+++ Given passage

6.12 Payment of Liabilities. Between the date of this Agreement and the
Closing, the Seller shall pay or otherwise satisfy in the Ordinary Course of
Business all of its Liabilities.
6.13 Post-Closing Matters. The Seller has represented to the Buyer that
DLR, with the assistance of the Seller, will be able to obtain approval by no
later than January 1, 2004, from the County Commissioners of Indiana County,
Pennsylvania, to mine coal at DLR's Nolo Mine within and under the area
designated in the Zoning Ordinance of Indiana County as the Yellow Creek
Conservation/Buffer Area ("Conservation Area Matter");
ARTICLE VII
CONDITIONS PRECEDENT
7.1 Conditions Precedent to Each Party's Obligations. The respective
obligations of the Seller, on the one hand, and the Buyer, on the other hand, to
consummate the transactions contemplated by this Agreement are subject to the
satisfaction at or prior to the Closing Date of the following conditions
precedent:
(a) no claim, legal action, suit, litigation, arbitration, dispute,
investigation, proceeding or Decree shall have been commenced, threatened or
entered by or before any Governmental Authority that remains in force and that
(i) prohibits, seeks to prohibit or imposes or seeks damages in connection with,
the consummation of the transactions contemplated by this Agreement; (ii) seeks
or imposes relief that causes or would cause any of the transactions
contemplated by this Agreement to be rescinded following consummation; or (iii)
affects adversely the right of the Buyer to own the Assets and to operate the
Business on or after the Closing Date;
(b) the Company, the Seller and the Buyer shall have executed and
delivered to each other all such other documents or instruments necessary or
appropriate to effect the transactions contemplated by this Agreement; and
(c) the Seller shall have obtained, or caused to have been obtained,
the consents listed in SECTION 3.2 of the Disclosure Schedule and the Seller
shall have provided such payments as may be reasonably required to obtain all
such consents. If Seller is unable to obtain the consents listed on SECTION 3.2
of the Disclosure Schedule after having met its obligations under this SECTION
7.1(C) and under SECTIONS 3.2 and 6.4, Buyer's sole recourse will be termination
of this Agreement pursuant to ARTICLE XI.

++++++

*Direction:* Copy word for word the part of the contract excerpt that opens with the words containing "6.12 Payment of" and closes with "of its Liabilities.". The material that follows this contract excerpt is not needed.

+++ Entries supplied

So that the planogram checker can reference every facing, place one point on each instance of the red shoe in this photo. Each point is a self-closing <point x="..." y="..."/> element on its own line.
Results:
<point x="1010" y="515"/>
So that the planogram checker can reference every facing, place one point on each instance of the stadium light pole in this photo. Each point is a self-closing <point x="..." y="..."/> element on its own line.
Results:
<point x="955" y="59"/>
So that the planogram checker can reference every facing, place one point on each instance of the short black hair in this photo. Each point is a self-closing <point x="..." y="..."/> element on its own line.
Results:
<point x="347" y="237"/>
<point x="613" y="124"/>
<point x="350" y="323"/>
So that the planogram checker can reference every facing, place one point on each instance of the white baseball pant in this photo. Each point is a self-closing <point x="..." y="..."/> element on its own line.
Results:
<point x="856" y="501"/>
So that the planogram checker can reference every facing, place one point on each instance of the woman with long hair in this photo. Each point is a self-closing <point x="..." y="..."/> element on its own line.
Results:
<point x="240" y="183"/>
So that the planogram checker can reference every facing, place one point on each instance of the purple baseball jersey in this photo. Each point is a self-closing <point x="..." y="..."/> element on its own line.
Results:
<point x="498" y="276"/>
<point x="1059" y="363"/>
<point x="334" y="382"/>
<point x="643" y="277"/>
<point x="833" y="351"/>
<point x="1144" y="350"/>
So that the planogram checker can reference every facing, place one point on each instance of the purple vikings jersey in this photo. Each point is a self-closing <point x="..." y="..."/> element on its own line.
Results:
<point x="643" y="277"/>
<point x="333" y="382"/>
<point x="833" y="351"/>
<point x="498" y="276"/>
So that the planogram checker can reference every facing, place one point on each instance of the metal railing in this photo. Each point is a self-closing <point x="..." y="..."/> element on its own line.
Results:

++++++

*Worked solution:*
6.12 Payment of Liabilities. Between the date of this Agreement and the
Closing, the Seller shall pay or otherwise satisfy in the Ordinary Course of
Business all of its Liabilities.